Task statement
Output everything from the line containing "the climber's other" down to the end of the material as a JSON list of strings, one string per line, with blank lines left out and no other lines included.

Point-labeling examples:
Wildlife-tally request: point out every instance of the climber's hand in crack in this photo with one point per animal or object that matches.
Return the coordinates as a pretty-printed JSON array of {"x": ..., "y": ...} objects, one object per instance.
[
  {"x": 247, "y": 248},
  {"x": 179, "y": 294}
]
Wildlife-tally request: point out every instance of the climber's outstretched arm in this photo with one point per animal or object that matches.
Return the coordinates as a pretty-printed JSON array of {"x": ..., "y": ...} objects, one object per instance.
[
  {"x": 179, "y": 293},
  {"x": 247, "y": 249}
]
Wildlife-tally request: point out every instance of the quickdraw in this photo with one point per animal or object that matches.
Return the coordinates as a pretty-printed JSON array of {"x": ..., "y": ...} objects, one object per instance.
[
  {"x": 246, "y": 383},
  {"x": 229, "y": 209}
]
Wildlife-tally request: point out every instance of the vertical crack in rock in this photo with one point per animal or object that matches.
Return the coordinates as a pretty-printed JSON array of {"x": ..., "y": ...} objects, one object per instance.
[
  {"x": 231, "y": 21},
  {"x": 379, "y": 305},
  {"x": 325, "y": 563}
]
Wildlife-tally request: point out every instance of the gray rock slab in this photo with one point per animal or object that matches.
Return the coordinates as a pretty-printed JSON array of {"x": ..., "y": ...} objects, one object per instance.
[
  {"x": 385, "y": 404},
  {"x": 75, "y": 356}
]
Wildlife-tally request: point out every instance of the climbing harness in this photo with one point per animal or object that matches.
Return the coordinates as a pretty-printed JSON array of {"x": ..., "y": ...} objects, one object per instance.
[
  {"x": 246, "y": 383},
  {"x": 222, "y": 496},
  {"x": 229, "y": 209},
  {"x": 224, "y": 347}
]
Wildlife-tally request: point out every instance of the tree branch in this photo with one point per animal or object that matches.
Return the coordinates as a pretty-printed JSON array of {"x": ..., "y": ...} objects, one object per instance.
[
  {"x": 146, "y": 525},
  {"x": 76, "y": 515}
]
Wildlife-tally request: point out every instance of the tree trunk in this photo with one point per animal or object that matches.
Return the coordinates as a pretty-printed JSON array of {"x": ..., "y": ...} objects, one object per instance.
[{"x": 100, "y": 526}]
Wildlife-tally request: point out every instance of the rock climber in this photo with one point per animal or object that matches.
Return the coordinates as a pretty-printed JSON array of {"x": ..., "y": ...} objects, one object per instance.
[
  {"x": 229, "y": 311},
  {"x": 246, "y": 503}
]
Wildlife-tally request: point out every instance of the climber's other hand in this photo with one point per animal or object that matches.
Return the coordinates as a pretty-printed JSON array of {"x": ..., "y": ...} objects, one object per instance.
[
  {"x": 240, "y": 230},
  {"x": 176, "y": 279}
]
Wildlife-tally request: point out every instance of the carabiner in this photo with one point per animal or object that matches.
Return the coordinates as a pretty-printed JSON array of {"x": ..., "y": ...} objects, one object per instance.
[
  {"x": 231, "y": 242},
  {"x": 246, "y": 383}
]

Result for this task
[
  "Wildlife-tally request: point out every instance of the climber's other hand in this photo with one point per animal or object that matches.",
  "Return the coordinates as a pretty-printed JSON array of {\"x\": ..., \"y\": ...} objects, one object per instance.",
  "[",
  "  {\"x\": 240, \"y\": 230},",
  "  {\"x\": 176, \"y\": 279}",
  "]",
  "Wildlife-tally request: point out every instance of the carabiner in this photo with one point per animal or object that matches.",
  "Return the coordinates as a pretty-printed JSON array of {\"x\": ..., \"y\": ...} objects, one object per instance.",
  "[",
  "  {\"x\": 231, \"y\": 242},",
  "  {\"x\": 246, \"y\": 383}",
  "]"
]